Segment Start: Selected excerpt

New Zealand space scientist (1933–2010)

Sir William Ian Axford (2 January 1933 – 13 March 2010) was a New Zealand space scientist who was director of Germany's Max Planck Institute for Aeronomy from 1974 to 1990. Axford's research was focused on the interaction of the Sun with the magnetic field of Earth (magnetosphere) or the interstellar medium (heliosphere).

==Career==

Axford studied at Canterbury University in Christchurch for his double bachelor's degrees in science and engineering, followed by a double Master's in science with first class honours and in engineering with distinction, then undertook doctoral studies at the University of Manchester and received his PhD in 1960.

After a year at the University of Cambridge in 1960, where he played two matches of first-class cricket for the Cambridge University Cricket Club, Axford then joined the Defence Research Board of Canada, where he published one of his most cited papers: A unifying theory of high-latitude geophysical phenomena and geomagnetic storms, in 1961. He became a professor of physics and astronomy at Cornell University, Ithaca, New York in 1963. He later moved to the University of California, San Diego.

Segment End: Selected excerpt

* **Work to complete**: Reproduce the passage on Ian Axford word for word, starting at the words "After a year" and stopping after "California, San Diego.".

Segment Start: Data extract

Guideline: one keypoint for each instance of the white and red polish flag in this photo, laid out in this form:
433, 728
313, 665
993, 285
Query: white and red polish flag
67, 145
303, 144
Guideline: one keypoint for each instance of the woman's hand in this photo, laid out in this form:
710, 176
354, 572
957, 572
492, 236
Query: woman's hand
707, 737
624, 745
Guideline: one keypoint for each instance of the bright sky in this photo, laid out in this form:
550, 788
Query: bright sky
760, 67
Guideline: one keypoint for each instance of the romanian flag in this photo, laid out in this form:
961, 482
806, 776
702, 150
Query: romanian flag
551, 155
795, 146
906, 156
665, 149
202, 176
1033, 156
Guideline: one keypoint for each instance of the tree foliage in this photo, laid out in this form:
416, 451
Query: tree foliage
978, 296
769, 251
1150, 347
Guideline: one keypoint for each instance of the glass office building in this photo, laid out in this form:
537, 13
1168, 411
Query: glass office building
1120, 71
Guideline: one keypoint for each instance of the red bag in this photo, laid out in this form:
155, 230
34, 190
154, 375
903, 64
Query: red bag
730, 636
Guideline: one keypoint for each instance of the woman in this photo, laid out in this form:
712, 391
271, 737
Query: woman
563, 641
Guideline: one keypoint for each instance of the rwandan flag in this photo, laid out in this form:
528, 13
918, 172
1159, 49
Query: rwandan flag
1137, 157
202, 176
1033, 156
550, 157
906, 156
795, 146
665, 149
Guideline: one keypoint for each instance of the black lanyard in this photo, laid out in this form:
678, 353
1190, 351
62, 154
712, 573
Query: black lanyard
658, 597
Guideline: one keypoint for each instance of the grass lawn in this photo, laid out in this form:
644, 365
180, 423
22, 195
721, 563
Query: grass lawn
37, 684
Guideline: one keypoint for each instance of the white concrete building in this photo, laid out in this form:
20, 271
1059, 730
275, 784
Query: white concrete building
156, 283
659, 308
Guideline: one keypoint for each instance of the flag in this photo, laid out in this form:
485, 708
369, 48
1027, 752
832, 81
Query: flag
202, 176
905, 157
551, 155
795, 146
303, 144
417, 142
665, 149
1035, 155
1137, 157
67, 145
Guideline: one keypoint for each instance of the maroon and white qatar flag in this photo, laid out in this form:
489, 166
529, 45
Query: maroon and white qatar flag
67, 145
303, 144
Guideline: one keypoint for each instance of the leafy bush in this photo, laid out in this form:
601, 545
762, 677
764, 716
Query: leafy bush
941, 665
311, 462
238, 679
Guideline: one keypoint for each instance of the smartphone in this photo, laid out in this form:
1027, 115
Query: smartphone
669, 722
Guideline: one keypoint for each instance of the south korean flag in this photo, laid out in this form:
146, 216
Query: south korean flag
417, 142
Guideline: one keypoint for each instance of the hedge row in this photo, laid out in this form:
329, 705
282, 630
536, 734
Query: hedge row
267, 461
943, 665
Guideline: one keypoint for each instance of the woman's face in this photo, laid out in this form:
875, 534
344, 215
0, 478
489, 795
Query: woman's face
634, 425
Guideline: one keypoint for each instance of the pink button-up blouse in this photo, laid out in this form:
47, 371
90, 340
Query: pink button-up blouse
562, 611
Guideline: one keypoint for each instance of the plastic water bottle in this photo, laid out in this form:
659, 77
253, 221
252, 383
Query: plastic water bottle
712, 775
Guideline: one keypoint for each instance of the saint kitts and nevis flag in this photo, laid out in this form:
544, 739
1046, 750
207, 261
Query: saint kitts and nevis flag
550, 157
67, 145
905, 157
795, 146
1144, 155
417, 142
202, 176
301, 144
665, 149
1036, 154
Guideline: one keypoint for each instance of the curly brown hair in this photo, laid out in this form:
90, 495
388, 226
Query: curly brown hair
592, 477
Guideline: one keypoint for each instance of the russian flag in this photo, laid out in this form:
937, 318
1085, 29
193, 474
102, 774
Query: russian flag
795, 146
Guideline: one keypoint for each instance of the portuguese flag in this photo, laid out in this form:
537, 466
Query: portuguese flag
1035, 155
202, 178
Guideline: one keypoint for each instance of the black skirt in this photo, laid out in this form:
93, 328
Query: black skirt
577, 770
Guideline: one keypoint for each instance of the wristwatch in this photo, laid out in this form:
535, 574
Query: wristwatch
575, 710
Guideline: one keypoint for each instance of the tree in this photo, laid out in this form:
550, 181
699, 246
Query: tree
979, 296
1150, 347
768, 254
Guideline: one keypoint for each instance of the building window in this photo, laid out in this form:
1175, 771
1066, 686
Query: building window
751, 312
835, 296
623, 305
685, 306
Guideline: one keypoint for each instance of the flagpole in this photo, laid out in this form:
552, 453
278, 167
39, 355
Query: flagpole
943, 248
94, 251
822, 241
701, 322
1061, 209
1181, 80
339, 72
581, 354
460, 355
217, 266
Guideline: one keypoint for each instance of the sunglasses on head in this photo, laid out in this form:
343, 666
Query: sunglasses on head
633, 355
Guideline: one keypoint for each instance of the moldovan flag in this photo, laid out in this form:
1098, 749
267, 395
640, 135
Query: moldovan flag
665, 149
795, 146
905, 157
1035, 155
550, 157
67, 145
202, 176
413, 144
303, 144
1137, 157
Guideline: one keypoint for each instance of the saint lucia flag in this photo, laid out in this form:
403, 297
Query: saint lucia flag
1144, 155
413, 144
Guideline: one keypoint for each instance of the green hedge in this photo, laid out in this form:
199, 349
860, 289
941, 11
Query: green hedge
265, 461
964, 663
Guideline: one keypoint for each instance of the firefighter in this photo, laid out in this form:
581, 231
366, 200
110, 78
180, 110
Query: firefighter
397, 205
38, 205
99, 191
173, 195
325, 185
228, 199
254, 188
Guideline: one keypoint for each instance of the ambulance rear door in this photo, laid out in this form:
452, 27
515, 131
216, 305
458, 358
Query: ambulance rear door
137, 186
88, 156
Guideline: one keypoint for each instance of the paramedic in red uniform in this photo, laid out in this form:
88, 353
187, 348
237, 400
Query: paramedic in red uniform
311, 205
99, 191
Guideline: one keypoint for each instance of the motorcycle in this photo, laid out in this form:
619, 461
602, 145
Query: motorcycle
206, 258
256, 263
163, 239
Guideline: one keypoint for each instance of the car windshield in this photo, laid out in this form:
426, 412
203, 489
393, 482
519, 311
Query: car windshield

Segment End: Data extract

* **Answer to this exercise**:
After a year at the University of Cambridge in 1960, where he played two matches of first-class cricket for the Cambridge University Cricket Club, Axford then joined the Defence Research Board of Canada, where he published one of his most cited papers: A unifying theory of high-latitude geophysical phenomena and geomagnetic storms, in 1961. He became a professor of physics and astronomy at Cornell University, Ithaca, New York in 1963. He later moved to the University of California, San Diego.